• [What to do]: Repeat the data below word for word.
=== Source material ===
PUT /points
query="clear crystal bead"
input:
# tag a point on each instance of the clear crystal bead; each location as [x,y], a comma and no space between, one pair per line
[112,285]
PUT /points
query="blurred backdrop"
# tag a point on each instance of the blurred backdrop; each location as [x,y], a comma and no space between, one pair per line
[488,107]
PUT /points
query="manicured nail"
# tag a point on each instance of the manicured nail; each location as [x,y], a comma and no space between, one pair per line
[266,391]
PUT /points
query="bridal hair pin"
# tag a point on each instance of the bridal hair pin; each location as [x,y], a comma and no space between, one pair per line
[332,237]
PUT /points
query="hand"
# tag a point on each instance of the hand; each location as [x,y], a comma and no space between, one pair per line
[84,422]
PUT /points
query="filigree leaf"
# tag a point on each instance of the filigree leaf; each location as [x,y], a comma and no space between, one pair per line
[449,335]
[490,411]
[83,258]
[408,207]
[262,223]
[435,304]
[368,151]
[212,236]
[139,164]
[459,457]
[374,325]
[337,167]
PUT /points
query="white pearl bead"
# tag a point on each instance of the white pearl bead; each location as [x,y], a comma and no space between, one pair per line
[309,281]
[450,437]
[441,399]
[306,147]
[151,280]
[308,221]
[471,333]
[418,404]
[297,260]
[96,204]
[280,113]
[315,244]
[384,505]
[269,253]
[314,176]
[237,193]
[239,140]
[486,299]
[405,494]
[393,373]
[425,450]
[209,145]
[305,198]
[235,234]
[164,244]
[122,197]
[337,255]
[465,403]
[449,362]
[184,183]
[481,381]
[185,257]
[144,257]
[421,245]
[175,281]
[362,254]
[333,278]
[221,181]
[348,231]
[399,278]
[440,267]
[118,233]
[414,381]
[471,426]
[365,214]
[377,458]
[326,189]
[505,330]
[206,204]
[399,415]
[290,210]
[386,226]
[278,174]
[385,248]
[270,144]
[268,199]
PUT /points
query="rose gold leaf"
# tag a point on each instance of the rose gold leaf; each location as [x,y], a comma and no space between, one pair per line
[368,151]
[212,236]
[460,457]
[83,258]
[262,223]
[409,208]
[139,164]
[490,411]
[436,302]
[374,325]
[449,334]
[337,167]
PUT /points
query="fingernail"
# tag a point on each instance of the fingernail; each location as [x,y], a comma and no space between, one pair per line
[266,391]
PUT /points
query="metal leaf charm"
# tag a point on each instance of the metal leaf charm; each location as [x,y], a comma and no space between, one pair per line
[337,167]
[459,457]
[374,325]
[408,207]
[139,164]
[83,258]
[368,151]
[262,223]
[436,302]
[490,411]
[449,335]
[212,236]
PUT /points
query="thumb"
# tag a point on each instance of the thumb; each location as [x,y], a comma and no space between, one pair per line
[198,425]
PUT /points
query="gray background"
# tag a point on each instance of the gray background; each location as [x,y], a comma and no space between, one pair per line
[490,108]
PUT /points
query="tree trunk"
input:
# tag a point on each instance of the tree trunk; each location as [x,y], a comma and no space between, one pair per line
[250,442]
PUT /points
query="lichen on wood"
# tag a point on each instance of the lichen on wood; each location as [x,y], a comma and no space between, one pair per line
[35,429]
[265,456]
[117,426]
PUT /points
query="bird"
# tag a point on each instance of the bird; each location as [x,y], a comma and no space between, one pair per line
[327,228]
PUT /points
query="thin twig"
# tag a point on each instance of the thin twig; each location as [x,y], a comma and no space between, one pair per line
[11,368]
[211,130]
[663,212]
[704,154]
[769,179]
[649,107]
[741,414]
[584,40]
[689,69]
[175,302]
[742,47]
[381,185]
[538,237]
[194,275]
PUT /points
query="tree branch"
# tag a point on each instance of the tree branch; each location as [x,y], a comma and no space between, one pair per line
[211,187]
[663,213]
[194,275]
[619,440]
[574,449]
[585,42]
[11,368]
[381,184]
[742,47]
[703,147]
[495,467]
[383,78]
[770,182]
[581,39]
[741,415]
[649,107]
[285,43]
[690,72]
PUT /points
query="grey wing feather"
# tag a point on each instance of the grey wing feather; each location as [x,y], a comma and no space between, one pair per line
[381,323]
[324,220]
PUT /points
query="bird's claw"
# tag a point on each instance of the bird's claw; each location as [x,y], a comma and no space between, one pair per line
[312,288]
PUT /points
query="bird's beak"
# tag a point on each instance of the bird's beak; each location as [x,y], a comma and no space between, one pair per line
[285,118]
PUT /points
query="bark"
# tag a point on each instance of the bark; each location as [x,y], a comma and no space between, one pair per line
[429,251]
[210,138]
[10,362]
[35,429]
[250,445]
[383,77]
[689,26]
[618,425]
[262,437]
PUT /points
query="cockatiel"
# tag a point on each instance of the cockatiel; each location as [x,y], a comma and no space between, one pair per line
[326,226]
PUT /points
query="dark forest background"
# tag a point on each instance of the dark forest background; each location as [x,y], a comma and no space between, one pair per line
===
• [Solution to the exercise]:
PUT /points
query="clear crystal bead"
input:
# tag a point on each instance of the clear crystal bead; each location as [x,y], a comma and no space between, one pair per line
[112,285]
PUT /points
query="blurred backdrop"
# tag a point on each instance of the blurred backdrop; each location as [x,y], a comma and no space between, one pair per line
[488,107]
PUT /points
query="manicured nail"
# tag a point on each instance of the manicured nail; each location as [x,y], a comma and no space between, one pair per line
[266,391]
PUT /points
query="bridal hair pin"
# tag a point on each instance of the bridal hair pin; each location as [x,y], a comma and no space between, one pair per line
[332,237]
PUT /points
query="hand"
# tag a point on each instance of the hand; each location as [x,y], a comma and no space between, one pair per line
[84,422]
PUT /points
query="filigree leaf"
# tag a point on each instance of the filigree leaf; each location as [x,y], a comma and no space between, one pair per line
[449,335]
[490,411]
[83,258]
[408,207]
[262,223]
[435,304]
[368,151]
[212,236]
[139,164]
[459,457]
[374,325]
[337,167]
PUT /points
query="white pearl bead"
# tag a point on each instance of the white pearl bead; each location as [x,y], a comma and no space between, one pair per line
[309,281]
[450,437]
[441,399]
[306,147]
[151,280]
[308,221]
[471,333]
[418,404]
[297,260]
[96,204]
[280,113]
[315,244]
[384,505]
[269,253]
[314,176]
[237,193]
[239,140]
[486,299]
[405,494]
[393,373]
[425,450]
[209,145]
[305,198]
[235,234]
[164,244]
[122,197]
[337,255]
[465,403]
[449,362]
[184,183]
[481,381]
[185,257]
[144,257]
[421,245]
[175,281]
[362,254]
[333,278]
[221,181]
[348,231]
[399,278]
[440,267]
[118,233]
[414,381]
[471,426]
[365,214]
[377,458]
[326,189]
[505,330]
[206,204]
[399,415]
[290,210]
[386,226]
[278,174]
[385,248]
[270,144]
[268,199]
PUT /points
query="rose gold leaf"
# tag a point on each instance of the rose gold leaf; each location as [x,y], a comma and no space between, one pair per line
[368,151]
[212,236]
[460,457]
[83,258]
[262,223]
[409,208]
[139,164]
[490,411]
[436,302]
[374,325]
[449,334]
[337,167]
PUT /points
query="fingernail"
# tag a point on each instance of the fingernail; each location as [x,y], a comma and no space between, one pair per line
[266,391]
PUT /points
query="metal leaf charm"
# tag a point on each instance of the metal leaf charm; each location as [x,y], a comma and no space between, one pair per line
[337,167]
[459,457]
[374,325]
[408,207]
[139,164]
[83,258]
[368,151]
[262,223]
[436,302]
[490,411]
[449,335]
[212,236]
PUT /points
query="thumb"
# tag a point on each instance of the thumb; each location as [x,y], a comma and no space between, one pair per line
[198,425]
PUT /points
query="gray background"
# tag a point on each instance of the gray background; each location as [x,y], a comma and no space between, one pair per line
[490,108]
PUT /points
query="tree trunk"
input:
# tag a point on each instance of the tree trunk; each location as [x,y], a comma and no space between, one pair per line
[250,442]
PUT /points
query="lichen on wood"
# tag a point on each instance of the lichen on wood; each location as [x,y], a comma and no space between, one pair per line
[35,429]
[265,456]
[117,426]
PUT /points
query="bird"
# tag a point on each instance of the bird; each location as [x,y], a comma and no space between, one pair per line
[327,228]
PUT /points
query="thin twig"
# tag a point on each instance of the thin twig; each location as [x,y], a comma and no space between, one pair per line
[11,368]
[211,130]
[663,212]
[704,154]
[769,179]
[649,107]
[741,414]
[584,40]
[689,69]
[175,302]
[742,47]
[381,185]
[538,237]
[194,275]
PUT /points
query="tree branch"
# tag a point on each instance of the tree branch; each location as [x,y], a comma and no space between, one pair per line
[211,187]
[663,213]
[194,275]
[619,440]
[574,449]
[585,42]
[11,368]
[381,184]
[742,47]
[703,147]
[495,467]
[383,78]
[770,182]
[581,39]
[741,415]
[649,107]
[285,43]
[690,72]
PUT /points
query="grey wing feather"
# tag a point on each instance of the grey wing feather; each location as [x,y], a comma and no space between, one pair per line
[381,323]
[324,220]
PUT /points
query="bird's claw"
# tag a point on each instance of the bird's claw; each location as [x,y], a comma and no space between, one pair per line
[312,288]
PUT /points
query="bird's beak"
# tag a point on each instance of the bird's beak; each location as [x,y], a comma and no space between, one pair per line
[285,118]
PUT /points
query="bark"
# tag a point on each instance of the bark; each location as [x,y], a comma and no space between, one pair per line
[429,251]
[210,138]
[10,362]
[35,429]
[250,445]
[383,77]
[689,26]
[618,425]
[262,437]
PUT /points
query="cockatiel"
# tag a point on each instance of the cockatiel; each location as [x,y], a comma and no space between, one pair per line
[326,226]
PUT /points
query="dark forest background"
# tag a point on each instance of the dark forest background; each location as [x,y], a comma and no space between, one pair per line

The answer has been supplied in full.